### ПОКАЗАННЫЙ ТЕКСТ
"""
Первый [случай] касался самого знатного гражданина Эфеса, Клавдия Аристона, человека великолепных нравов, который снискал народную любовь без каких-либо преступных амбиций. Роскошь, в которой он жил, вызвала зависть, и один жалкий доносчик попытался его погубить. Аристон был оправдан и отомщен.
На следующий день разбиралось дело о прелюбодеянии. Галитта, жена военного трибуна, собиравшегося добиваться должностей, запятнала свою честь и честь мужа преступной связью с центурионом. Муж пожаловался командующему армией, в которой служил, и тот написал императору. Траян сначала разжаловал центуриона и даже сослал его. Затем предстояло судить жену, но муж, проявив недостойную слабость, не спешил преследовать её. Он даже оставил её у себя после этого скандала, словно удовлетворившись лишь устранением соперника. Его заставили довести начатое дело до конца. Галитта была осуждена, к великому сожалению её обвинителя, и подверглась наказанию по закону Августа против прелюбодеяний. Поскольку это дело само по себе не относилось к тем, которые должны рассматриваться императором, и лишь статус вовлечённых лиц побудил его заняться им, он, вынося приговор, особо отметил это обстоятельство, указав, что речь идёт о военных офицерах, дабы не создавать впечатления, будто он вмешивается в правосудие или присваивает себе все дела.
"""
### ЗАДАНИЕ 1
Верни из текста о судах Траяна точный фрагмент, начиная со слов "Первый [случай] касался" и заканчивая словами "оправдан и отомщен." включительно.
### ЗАДАНИЕ 2
Переведите на английский язык предложение из текста о судах Траяна: «Муж пожаловался командующему армией, в которой служил, и тот написал императору».

[Необработанные записи]
"""
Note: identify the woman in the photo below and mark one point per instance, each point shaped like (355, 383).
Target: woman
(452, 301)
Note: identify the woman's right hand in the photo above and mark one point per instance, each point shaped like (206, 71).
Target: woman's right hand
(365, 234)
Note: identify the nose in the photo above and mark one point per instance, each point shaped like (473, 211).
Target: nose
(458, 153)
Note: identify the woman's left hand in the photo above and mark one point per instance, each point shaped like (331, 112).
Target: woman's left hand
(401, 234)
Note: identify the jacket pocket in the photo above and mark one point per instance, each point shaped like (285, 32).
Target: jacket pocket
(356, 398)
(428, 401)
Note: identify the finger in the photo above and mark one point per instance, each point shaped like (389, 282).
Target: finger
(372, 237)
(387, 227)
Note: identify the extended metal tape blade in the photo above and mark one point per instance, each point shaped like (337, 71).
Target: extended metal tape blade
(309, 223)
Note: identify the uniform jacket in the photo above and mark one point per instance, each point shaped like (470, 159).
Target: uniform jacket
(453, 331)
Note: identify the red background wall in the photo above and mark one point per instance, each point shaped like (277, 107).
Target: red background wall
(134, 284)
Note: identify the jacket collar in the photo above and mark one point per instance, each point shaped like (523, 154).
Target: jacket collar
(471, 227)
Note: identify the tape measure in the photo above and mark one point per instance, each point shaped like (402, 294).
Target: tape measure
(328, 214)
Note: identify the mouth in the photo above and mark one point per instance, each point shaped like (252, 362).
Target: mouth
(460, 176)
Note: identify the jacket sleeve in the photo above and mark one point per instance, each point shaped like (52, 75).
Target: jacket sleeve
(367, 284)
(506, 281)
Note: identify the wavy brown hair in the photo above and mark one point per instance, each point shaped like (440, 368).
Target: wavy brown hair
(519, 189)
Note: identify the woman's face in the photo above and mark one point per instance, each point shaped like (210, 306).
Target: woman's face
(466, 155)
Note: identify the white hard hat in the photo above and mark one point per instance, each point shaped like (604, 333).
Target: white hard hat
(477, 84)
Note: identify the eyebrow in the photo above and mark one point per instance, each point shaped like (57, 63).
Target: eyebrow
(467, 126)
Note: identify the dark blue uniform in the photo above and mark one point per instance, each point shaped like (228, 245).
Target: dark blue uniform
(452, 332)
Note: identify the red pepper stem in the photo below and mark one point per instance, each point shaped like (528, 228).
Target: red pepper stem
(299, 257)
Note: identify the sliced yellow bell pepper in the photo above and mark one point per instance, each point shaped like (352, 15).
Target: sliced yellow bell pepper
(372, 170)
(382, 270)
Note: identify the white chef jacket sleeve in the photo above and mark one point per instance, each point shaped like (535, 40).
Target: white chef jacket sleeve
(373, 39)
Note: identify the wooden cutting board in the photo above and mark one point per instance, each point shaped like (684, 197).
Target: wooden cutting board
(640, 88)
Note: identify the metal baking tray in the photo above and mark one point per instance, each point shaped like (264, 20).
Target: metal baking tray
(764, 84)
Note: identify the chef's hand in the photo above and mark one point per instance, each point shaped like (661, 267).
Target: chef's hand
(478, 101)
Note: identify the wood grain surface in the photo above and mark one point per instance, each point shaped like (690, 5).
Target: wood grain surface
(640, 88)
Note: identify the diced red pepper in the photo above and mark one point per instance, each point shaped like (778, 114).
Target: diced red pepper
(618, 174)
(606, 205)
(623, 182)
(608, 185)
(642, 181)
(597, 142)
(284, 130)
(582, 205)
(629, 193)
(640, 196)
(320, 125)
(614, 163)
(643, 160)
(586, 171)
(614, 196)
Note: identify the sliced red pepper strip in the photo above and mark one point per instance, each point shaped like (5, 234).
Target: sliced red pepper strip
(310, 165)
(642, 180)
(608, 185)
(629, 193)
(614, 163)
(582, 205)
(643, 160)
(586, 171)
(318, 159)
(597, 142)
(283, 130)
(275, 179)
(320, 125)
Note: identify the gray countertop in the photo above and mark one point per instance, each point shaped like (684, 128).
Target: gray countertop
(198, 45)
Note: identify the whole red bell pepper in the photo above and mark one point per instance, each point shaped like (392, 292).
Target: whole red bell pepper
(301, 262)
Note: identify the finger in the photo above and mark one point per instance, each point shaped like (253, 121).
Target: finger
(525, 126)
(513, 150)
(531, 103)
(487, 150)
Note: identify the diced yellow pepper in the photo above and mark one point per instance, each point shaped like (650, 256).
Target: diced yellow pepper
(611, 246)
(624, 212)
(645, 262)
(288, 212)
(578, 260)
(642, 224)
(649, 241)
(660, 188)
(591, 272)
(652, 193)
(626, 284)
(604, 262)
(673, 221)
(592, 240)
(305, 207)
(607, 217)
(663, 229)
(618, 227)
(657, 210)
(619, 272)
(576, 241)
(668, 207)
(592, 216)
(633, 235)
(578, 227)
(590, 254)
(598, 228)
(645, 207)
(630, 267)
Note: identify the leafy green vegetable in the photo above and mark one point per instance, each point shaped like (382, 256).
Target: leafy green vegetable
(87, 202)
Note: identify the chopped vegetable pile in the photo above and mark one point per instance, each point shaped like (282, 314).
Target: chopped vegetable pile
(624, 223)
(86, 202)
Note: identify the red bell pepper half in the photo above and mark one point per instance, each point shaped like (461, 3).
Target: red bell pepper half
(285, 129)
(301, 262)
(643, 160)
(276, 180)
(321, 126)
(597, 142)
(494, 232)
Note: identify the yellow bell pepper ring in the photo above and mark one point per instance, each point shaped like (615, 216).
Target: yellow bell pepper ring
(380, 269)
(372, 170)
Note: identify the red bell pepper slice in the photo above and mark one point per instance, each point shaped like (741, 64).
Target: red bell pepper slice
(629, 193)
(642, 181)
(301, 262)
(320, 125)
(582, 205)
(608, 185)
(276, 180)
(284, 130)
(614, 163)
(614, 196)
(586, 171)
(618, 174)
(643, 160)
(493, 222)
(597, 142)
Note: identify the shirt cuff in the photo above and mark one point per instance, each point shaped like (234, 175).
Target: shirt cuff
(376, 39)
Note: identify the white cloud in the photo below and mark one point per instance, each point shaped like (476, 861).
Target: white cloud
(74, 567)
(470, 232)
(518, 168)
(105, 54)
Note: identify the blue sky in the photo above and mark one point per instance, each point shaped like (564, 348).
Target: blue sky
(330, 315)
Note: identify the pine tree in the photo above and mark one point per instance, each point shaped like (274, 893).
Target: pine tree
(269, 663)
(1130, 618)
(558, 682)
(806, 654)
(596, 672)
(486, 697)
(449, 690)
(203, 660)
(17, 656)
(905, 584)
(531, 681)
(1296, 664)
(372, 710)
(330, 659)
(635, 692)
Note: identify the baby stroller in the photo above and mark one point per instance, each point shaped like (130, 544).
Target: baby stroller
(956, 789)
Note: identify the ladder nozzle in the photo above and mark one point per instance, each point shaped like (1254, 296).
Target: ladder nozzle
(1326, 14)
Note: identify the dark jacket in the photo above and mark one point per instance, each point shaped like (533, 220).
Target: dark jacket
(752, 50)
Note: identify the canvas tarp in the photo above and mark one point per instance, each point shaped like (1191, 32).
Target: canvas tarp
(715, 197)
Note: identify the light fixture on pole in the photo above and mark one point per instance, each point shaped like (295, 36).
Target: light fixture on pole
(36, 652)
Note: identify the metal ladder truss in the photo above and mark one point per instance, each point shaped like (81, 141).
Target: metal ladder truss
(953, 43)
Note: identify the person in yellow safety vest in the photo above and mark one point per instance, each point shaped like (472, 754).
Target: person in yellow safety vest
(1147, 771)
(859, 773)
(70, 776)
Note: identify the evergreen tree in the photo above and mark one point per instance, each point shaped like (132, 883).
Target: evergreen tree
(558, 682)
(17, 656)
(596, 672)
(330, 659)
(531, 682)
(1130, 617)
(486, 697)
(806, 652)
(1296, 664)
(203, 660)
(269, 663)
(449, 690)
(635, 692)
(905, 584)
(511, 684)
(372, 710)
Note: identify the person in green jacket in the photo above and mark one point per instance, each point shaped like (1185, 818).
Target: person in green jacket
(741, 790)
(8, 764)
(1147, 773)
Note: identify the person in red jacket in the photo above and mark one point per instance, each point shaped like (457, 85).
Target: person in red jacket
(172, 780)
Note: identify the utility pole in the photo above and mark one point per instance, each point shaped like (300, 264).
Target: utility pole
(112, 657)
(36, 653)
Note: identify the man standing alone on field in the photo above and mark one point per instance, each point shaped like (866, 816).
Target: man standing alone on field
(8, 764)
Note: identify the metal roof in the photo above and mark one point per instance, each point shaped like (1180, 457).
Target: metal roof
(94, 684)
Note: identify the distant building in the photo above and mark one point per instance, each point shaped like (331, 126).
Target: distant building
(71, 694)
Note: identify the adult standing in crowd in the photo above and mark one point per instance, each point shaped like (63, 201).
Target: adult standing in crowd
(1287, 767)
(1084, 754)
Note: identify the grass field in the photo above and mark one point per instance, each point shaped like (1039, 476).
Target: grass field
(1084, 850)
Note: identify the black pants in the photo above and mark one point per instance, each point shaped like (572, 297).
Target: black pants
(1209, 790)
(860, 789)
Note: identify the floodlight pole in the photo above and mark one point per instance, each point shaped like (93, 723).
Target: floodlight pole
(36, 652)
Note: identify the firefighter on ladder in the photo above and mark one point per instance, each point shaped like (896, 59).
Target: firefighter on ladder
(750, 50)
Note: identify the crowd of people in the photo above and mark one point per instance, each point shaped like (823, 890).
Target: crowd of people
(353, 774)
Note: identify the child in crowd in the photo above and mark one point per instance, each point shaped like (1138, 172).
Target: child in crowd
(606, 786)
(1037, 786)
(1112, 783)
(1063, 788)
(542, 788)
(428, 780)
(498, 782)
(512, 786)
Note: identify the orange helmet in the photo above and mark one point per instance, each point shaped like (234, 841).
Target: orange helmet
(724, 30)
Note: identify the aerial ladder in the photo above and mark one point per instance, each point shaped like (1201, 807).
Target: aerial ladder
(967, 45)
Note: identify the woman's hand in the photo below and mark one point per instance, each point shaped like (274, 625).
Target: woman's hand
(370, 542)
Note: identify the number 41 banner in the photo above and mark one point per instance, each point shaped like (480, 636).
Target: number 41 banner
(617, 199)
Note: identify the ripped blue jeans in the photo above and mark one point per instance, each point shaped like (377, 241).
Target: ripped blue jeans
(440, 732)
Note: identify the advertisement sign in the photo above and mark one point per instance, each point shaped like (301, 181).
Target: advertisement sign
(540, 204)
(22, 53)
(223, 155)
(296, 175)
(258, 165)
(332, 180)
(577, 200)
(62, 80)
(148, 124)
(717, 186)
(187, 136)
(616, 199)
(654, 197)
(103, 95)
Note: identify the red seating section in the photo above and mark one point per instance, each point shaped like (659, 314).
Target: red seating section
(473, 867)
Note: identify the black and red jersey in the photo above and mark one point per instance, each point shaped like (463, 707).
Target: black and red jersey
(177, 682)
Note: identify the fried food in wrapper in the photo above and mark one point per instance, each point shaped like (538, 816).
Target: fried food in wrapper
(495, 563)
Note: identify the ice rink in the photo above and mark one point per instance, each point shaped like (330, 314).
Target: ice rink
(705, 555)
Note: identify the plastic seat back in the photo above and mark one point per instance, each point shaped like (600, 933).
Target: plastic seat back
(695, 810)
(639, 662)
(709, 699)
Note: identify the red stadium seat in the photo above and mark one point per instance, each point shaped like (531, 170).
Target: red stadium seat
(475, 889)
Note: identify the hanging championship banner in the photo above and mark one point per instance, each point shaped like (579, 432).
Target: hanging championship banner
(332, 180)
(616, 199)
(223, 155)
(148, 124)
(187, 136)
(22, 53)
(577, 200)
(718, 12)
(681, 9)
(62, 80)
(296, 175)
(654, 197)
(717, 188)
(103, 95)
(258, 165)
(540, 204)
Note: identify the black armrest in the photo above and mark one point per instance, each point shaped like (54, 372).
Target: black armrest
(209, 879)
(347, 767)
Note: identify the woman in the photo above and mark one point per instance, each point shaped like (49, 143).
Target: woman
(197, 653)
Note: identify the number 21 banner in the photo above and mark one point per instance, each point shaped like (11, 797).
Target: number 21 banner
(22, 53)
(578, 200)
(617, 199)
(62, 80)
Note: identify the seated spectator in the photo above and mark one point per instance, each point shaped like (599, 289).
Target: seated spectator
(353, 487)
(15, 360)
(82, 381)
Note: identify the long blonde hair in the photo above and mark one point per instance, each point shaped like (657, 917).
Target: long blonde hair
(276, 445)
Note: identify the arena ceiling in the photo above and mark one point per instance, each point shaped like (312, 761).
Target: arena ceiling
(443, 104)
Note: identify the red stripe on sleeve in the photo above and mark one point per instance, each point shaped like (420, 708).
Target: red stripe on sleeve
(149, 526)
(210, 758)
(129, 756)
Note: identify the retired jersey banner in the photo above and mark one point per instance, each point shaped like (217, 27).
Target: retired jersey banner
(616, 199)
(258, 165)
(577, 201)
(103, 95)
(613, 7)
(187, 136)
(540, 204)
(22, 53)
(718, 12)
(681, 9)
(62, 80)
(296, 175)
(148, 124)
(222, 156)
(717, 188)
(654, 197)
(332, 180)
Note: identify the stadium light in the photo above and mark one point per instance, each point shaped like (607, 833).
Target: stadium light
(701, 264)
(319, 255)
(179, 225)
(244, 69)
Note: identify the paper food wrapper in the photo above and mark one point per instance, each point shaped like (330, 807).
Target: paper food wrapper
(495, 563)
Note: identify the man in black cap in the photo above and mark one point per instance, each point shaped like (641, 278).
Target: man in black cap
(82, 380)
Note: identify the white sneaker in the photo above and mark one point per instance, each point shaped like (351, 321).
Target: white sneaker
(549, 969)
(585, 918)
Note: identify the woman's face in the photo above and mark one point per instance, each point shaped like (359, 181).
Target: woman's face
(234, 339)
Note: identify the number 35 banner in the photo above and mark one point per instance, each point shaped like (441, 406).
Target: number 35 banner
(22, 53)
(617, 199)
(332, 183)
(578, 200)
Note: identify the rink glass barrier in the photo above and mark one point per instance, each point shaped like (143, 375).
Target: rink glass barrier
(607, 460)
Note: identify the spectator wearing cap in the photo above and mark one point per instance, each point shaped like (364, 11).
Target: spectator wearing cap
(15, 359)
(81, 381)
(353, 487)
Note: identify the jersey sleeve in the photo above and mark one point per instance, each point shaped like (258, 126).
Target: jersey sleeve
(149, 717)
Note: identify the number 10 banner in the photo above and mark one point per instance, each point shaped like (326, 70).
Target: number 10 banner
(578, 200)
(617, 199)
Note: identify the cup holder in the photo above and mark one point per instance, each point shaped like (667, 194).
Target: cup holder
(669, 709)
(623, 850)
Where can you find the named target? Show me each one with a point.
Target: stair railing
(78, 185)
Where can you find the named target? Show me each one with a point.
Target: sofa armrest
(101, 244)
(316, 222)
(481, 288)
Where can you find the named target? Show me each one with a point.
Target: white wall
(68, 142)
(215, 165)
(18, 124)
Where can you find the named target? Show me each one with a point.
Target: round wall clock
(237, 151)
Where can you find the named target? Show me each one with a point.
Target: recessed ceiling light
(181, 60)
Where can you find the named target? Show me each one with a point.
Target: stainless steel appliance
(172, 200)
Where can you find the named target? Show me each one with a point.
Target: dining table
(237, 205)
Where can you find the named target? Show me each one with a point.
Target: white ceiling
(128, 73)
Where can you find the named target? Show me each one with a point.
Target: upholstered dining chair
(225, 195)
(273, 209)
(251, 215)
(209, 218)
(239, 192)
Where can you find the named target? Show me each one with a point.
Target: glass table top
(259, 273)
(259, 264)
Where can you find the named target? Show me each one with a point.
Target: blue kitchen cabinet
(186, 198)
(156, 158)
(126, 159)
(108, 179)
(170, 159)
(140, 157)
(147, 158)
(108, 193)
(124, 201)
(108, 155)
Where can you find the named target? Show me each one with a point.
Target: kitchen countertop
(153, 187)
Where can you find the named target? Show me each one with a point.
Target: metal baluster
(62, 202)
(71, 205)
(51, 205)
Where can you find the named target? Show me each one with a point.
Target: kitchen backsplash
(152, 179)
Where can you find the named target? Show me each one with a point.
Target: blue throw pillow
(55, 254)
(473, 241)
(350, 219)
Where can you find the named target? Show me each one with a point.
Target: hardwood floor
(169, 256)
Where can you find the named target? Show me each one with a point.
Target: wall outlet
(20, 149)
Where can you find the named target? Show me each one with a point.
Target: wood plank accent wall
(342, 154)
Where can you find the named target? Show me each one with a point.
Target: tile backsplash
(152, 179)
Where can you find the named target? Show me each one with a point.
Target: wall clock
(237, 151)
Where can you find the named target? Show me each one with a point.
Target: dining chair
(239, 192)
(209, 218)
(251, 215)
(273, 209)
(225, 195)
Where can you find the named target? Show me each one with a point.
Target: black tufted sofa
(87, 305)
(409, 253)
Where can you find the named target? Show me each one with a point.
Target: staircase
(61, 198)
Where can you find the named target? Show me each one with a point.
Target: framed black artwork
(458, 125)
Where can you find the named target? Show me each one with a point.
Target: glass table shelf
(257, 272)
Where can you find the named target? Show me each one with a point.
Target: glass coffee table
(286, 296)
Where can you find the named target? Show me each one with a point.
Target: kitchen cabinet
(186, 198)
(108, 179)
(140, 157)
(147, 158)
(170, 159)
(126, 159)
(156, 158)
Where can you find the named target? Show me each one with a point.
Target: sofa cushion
"""
### ПРАВИЛЬНЫЙ ОТВЕТ 1
Первый [случай] касался самого знатного гражданина Эфеса, Клавдия Аристона, человека великолепных нравов, который снискал народную любовь без каких-либо преступных амбиций. Роскошь, в которой он жил, вызвала зависть, и один жалкий доносчик попытался его погубить. Аристон был оправдан и отомщен.

### ПРАВИЛЬНЫЙ ОТВЕТ 2
The husband complained to the commander of the army in which he served, and the commander wrote to the emperor.